_PROVIDED TEXT_:
==========

Swift wrote over 40 songs for the album, and 11 made it onto the standard edition. Seven songs were co-written by Liz Rose, who became an important collaborator and formed a lasting working relationship with Swift on later albums. According to Rose, they had productive sessions because she respected Swift's vision and did not want to put her in the "Nashville cookie-cutter songwriting mold". Robert Ellis Orrall and Angelo Petraglia co-wrote "A Place in This World", and Brian Maher co-wrote "Mary's Song (Oh My My My)" with Rose. Three tracks—"The Outside", "Should've Said No", and "Our Song"—were written solely by Swift. The deluxe edition features three additional songs—"I'm Only Me When I'm with You", "Invisible", and "A Perfectly Good Heart" (Note: On the 2008 physical copies, the title is published as "Perfectly Good Heart".)—co-written by Orrall, Petraglia, Brett James, and Troy Verges.

==========

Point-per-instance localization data

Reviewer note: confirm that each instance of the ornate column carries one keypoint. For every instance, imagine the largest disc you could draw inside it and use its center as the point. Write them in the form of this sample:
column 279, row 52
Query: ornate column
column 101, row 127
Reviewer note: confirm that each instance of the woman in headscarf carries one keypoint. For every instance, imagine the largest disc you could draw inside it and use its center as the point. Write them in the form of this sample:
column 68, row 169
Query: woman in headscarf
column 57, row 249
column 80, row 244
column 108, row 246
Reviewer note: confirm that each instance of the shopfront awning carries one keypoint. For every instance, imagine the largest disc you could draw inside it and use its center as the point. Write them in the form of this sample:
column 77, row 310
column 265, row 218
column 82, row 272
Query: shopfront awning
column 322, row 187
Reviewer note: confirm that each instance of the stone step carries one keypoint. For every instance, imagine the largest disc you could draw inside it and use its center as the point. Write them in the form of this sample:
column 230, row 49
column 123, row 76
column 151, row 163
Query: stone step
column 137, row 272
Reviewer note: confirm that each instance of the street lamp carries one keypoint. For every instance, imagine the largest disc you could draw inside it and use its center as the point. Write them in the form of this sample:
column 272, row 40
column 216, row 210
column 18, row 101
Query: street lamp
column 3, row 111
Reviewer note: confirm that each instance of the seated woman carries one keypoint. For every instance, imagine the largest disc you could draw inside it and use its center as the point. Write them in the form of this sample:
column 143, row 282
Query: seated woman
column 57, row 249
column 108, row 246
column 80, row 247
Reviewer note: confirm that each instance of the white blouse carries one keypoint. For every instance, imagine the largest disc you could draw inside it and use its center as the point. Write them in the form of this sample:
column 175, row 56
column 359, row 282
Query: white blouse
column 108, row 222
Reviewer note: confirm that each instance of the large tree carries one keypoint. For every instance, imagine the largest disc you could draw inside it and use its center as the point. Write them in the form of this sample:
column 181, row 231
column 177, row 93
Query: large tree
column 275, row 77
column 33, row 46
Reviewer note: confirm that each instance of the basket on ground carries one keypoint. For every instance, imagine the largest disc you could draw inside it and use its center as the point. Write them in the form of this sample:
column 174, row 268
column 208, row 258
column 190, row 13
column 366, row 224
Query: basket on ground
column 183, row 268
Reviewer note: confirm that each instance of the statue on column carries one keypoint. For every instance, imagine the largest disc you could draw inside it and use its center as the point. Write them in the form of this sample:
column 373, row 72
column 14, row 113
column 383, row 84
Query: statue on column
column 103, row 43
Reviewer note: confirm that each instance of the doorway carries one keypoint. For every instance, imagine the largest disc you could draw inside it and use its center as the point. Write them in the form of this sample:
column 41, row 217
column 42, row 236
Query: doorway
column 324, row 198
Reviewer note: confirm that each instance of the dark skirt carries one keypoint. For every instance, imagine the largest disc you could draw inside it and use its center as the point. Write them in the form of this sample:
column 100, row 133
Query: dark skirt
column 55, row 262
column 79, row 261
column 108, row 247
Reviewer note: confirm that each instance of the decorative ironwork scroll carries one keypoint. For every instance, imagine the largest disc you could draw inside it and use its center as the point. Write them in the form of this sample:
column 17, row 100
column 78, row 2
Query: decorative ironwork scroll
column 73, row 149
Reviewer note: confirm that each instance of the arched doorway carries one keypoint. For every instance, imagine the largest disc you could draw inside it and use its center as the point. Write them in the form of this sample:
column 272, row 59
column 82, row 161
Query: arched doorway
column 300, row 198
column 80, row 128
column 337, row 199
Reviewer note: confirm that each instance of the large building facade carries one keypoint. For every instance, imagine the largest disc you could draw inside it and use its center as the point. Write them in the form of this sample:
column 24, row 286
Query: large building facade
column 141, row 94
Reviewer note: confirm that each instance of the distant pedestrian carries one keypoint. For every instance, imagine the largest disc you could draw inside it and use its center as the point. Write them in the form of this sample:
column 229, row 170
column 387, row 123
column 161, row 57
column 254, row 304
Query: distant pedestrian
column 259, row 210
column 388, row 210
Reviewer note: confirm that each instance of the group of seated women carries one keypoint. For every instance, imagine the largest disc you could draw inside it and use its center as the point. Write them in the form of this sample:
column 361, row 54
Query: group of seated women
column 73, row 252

==========

_QUESTIONS ON THE MATERIAL_:
**a)** According to the passage on the album's songwriting, why were Liz Rose's writing sessions with Swift productive? Answer in one to three sentences.
**b)** Go on with the passage on the album's songwriting, picking up after its final sentence.
None of the lines are needed for what comes next.

_EXPECTED RESPONSES_:
**a)** Rose says their sessions were productive because she respected Swift's vision. She also did not want to force Swift into the "Nashville cookie-cutter songwriting mold".

**b)**
After experimenting with different producers, Swift persuaded Big Machine to recruit Nathan Chapman, who had produced demos for other Nashville artists in a converted one-car garage behind the Sony/ATV offices. Big Machine was skeptical about hiring Chapman because he had never produced a commercially released album, but conceded because Swift felt they had the "right chemistry". Before approaching Chapman, Swift conceptualized how her songs should sound: "I know exactly where I want the hook to be and [...] what instruments I want to use." He has sole production credits on all songs but one, "The Outside", which credits Orrall as the producer and Chapman as an additional producer. Recording took place for four months near the end of 2005 and was completed by the time Swift had finished her freshman year of high school.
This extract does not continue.